§ TASK:
Would you write out the data below exactly, with every line intact?

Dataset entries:
::::

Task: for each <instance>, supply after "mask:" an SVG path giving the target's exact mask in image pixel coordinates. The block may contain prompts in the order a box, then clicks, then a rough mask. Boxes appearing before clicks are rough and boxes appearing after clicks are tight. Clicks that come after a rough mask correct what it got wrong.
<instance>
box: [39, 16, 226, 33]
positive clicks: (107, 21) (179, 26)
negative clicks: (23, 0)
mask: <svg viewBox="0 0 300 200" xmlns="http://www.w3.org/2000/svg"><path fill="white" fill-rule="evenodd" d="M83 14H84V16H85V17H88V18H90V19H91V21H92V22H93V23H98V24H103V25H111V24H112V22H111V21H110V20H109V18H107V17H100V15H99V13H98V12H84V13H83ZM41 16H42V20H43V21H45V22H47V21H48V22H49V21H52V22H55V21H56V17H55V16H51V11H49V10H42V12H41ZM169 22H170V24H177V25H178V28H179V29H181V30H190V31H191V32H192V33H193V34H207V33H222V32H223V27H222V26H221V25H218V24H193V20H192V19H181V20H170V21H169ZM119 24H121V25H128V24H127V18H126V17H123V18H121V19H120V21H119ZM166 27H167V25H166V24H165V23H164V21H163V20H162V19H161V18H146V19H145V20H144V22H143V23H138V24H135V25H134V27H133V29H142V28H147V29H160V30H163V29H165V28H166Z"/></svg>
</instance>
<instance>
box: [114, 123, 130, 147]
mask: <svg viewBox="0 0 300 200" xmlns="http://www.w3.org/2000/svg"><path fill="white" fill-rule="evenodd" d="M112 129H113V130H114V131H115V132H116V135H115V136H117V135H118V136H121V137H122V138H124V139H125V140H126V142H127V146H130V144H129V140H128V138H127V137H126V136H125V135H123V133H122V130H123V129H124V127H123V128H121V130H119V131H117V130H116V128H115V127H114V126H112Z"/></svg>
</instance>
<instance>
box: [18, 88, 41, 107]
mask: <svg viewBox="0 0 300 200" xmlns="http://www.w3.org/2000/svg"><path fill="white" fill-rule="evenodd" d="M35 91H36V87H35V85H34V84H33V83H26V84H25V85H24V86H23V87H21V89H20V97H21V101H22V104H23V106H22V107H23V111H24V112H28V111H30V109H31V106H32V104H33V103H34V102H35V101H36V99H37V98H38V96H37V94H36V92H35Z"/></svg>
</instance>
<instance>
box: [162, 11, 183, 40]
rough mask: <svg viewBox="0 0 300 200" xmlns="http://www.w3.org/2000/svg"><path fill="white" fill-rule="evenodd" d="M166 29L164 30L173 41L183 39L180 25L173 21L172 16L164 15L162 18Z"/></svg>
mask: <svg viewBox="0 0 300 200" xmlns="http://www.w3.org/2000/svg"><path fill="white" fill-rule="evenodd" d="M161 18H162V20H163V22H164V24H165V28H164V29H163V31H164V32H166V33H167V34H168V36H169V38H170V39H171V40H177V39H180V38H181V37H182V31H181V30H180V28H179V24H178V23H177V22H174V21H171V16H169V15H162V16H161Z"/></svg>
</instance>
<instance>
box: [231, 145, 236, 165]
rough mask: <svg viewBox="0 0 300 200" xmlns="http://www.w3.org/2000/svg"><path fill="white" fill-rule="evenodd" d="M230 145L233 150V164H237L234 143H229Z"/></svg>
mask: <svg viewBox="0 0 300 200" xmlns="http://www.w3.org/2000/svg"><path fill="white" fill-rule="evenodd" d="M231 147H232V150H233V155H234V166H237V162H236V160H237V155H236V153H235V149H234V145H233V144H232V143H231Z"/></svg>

::::

§ SOLUTION BELOW:
Task: for each <instance>, supply after "mask:" an SVG path giving the target's exact mask in image pixel coordinates. The block may contain prompts in the order a box, then clicks, then a rough mask. Boxes appearing before clicks are rough and boxes appearing after clicks are tight. Clicks that come after a rough mask correct what it got wrong.
<instance>
box: [39, 16, 226, 33]
positive clicks: (107, 21) (179, 26)
negative clicks: (23, 0)
mask: <svg viewBox="0 0 300 200" xmlns="http://www.w3.org/2000/svg"><path fill="white" fill-rule="evenodd" d="M83 14H84V16H85V17H88V18H90V19H91V21H92V22H93V23H98V24H103V25H111V24H112V22H111V21H110V20H109V18H107V17H100V15H99V13H98V12H84V13H83ZM41 16H42V20H43V21H45V22H47V21H48V22H49V21H52V22H55V21H56V17H55V16H51V11H49V10H42V12H41ZM169 22H170V24H177V25H178V28H179V29H181V30H190V31H191V32H192V33H193V34H207V33H222V32H223V27H222V26H221V25H218V24H193V20H192V19H181V20H170V21H169ZM119 24H121V25H128V24H127V18H126V17H123V18H121V19H120V21H119ZM166 27H167V25H166V24H165V23H164V21H163V20H162V19H161V18H146V19H145V20H144V22H143V23H138V24H135V25H134V27H133V29H142V28H147V29H160V30H163V29H165V28H166Z"/></svg>
</instance>
<instance>
box: [114, 123, 130, 147]
mask: <svg viewBox="0 0 300 200" xmlns="http://www.w3.org/2000/svg"><path fill="white" fill-rule="evenodd" d="M112 129H113V130H114V131H115V132H116V135H115V136H117V135H118V136H121V137H122V138H124V139H125V140H126V142H127V146H130V144H129V140H128V138H127V137H126V136H125V135H123V133H122V130H123V129H124V127H123V128H121V130H119V131H117V130H116V128H115V127H114V126H112Z"/></svg>
</instance>
<instance>
box: [18, 88, 41, 107]
mask: <svg viewBox="0 0 300 200" xmlns="http://www.w3.org/2000/svg"><path fill="white" fill-rule="evenodd" d="M35 91H36V87H35V85H34V84H33V83H26V84H25V85H24V86H23V87H21V89H20V97H21V101H22V104H23V106H22V107H23V111H24V112H28V111H30V109H31V106H32V104H33V103H34V102H35V101H36V99H37V98H38V96H37V94H36V92H35Z"/></svg>
</instance>
<instance>
box: [162, 11, 183, 40]
rough mask: <svg viewBox="0 0 300 200" xmlns="http://www.w3.org/2000/svg"><path fill="white" fill-rule="evenodd" d="M166 29L164 30L173 41L183 39L180 25L173 21L172 16L164 15L162 18Z"/></svg>
mask: <svg viewBox="0 0 300 200" xmlns="http://www.w3.org/2000/svg"><path fill="white" fill-rule="evenodd" d="M161 18H162V20H163V22H164V24H165V28H164V29H163V31H164V32H166V33H167V34H168V36H169V38H170V39H171V40H177V39H180V38H181V37H182V31H181V30H180V28H179V24H178V23H177V22H174V21H171V16H169V15H162V16H161Z"/></svg>
</instance>
<instance>
box: [231, 145, 236, 165]
rough mask: <svg viewBox="0 0 300 200" xmlns="http://www.w3.org/2000/svg"><path fill="white" fill-rule="evenodd" d="M230 145L233 150V164H237L234 143H229Z"/></svg>
mask: <svg viewBox="0 0 300 200" xmlns="http://www.w3.org/2000/svg"><path fill="white" fill-rule="evenodd" d="M231 147H232V150H233V155H234V166H237V162H236V160H237V155H236V153H235V149H234V145H233V144H232V143H231Z"/></svg>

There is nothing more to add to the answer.